▸ TASKS TO COMPLETE
• A. According to the NB-IoT description, why was the bandwidth reduced to one physical resource block of 180 KHz? Answer in one to three sentences.
• B. Retype everything in the NB-IoT description from "It is envisioned" down to "into several subcarriers.".

[START DOCUMENT EXCERPT]

Narrow Band Internet-of-Things (NB-IoT) is a narrowband (180 KHz bandwidth) system being developed for cellular Internet-of-Things (IoT) by the Third Generation Partnership Project (3GPP). The system is based on Long Term Evolution (LTE) systems, and addresses optimized network architecture and improved indoor coverage for a massive number of devices with any of the following characteristics: low throughput (e.g., 2 Kbps); low delay sensitivity (e.g., ˜10 seconds); ultra-low device cost (e.g., below 5 dollars); and low device power consumption (e.g., battery life of 10 years).
It is envisioned that each cell (e.g., ˜1 Km2) in this system will serve thousands (e.g., ˜50,000) devices such as sensors, meters, actuators, and other devices. It is imperative that this system be able to provide good coverage for its devices, which are often located deep indoors (e.g., underground in basements, or even built into walls of a building) and have limited or no possibility for battery charging. Although many different types of devices are envisioned, for the sake of simplicity they will be interchangeably referred to herein as user equipment (UEs) or wireless devices.
In order to make it possible to deploy NB-IoT using only one re-farmed GSM carrier and support lower manufacturing costs for NB-IoT UEs, the bandwidth has been reduced to one physical resource block (PRB) of size 180 KHz divided into several subcarriers.
For frequency division duplex (FDD) (i.e., the transmitter and the receiver operate at different carrier frequencies), only half-duplex mode needs to be supported in the UE. The lower complexity of the devices (e.g., only one transmission/receiver chain) means that some repetition might also be needed in normal coverage. Further, to alleviate UE complexity, the working assumption is to have cross-subframe scheduling. That is, a transmission is first scheduled on an Enhanced Physical Downlink Control Channel (E-PDCCH, also known as narrowband Physical Downlink Control Channel (NB-PDCCH or NPDCCH). Then, the first transmission of the actual data on the narrowband Physical Downlink Shared Channel (NB-PDSCH or NPDSCH) is carried out after the final transmission of the NB-PDCCH. Similarly, for uplink (UL) data transmission, information about resources scheduled by the network and needed by the UE for UL transmission is first conveyed on the NB-PDCCH and then the first transmission of the actual data by the UE on the narrowband Physical Uplink Shared Channel (NB-PUSCH or NPUSCH) is carried out after the final transmission of the NB-PDCCH. In other words, for both cases above, there is no simultaneous reception of control channel and reception/transmission of data channel from the UE's perspective.

[END DOCUMENT EXCERPT]
[START GIVEN DATA]

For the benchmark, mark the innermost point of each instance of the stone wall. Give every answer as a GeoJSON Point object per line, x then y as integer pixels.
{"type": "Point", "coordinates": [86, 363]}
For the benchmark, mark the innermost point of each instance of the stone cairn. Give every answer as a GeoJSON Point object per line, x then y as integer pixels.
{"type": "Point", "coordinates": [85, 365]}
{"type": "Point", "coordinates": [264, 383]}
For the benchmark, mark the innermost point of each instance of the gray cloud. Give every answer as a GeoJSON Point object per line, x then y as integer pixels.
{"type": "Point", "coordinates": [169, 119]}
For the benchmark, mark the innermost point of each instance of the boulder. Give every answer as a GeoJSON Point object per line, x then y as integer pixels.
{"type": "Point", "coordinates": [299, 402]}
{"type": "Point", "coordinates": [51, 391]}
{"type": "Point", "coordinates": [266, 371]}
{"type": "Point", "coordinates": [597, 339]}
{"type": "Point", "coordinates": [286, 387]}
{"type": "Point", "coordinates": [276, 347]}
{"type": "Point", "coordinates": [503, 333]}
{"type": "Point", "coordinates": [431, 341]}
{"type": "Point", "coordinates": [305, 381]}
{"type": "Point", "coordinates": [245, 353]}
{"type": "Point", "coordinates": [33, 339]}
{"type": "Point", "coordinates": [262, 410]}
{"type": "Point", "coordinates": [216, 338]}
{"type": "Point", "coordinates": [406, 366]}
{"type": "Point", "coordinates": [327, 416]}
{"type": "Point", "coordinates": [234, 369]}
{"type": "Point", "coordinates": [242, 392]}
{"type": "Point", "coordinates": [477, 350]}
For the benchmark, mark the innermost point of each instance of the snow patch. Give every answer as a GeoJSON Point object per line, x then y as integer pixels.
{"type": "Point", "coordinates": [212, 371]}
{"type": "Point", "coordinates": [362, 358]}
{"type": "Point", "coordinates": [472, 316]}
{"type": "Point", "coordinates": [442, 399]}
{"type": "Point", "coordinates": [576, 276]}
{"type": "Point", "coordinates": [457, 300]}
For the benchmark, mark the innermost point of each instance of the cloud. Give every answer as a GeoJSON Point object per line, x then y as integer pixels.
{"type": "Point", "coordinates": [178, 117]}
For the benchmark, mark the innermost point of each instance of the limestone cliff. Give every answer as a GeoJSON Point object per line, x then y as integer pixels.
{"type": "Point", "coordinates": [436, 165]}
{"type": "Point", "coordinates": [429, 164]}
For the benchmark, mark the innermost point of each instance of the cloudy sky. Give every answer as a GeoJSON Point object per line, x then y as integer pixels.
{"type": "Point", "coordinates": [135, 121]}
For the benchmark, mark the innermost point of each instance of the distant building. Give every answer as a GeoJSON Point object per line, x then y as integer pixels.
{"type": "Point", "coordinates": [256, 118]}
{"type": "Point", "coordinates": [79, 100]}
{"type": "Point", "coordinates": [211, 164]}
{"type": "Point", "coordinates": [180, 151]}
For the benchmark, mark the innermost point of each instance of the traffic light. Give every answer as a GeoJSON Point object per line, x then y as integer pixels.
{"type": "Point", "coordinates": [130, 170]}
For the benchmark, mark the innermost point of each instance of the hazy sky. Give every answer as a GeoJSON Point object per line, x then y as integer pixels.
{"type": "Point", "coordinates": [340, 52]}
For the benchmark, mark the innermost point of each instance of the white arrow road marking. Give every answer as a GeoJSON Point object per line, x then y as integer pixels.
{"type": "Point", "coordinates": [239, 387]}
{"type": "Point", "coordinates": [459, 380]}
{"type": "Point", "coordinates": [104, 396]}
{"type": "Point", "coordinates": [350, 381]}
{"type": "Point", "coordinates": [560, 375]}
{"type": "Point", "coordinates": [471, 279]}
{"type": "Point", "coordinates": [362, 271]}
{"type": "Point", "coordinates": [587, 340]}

[END GIVEN DATA]

▸ PER-TASK OUTPUTS
• A. The bandwidth was reduced to one 180 KHz physical resource block so that NB-IoT can be deployed using only one re-farmed GSM carrier. The reduction also supports lower manufacturing costs for NB-IoT UEs.

• B.
It is envisioned that each cell (e.g., ˜1 Km2) in this system will serve thousands (e.g., ˜50,000) devices such as sensors, meters, actuators, and other devices. It is imperative that this system be able to provide good coverage for its devices, which are often located deep indoors (e.g., underground in basements, or even built into walls of a building) and have limited or no possibility for battery charging. Although many different types of devices are envisioned, for the sake of simplicity they will be interchangeably referred to herein as user equipment (UEs) or wireless devices.
In order to make it possible to deploy NB-IoT using only one re-farmed GSM carrier and support lower manufacturing costs for NB-IoT UEs, the bandwidth has been reduced to one physical resource block (PRB) of size 180 KHz divided into several subcarriers.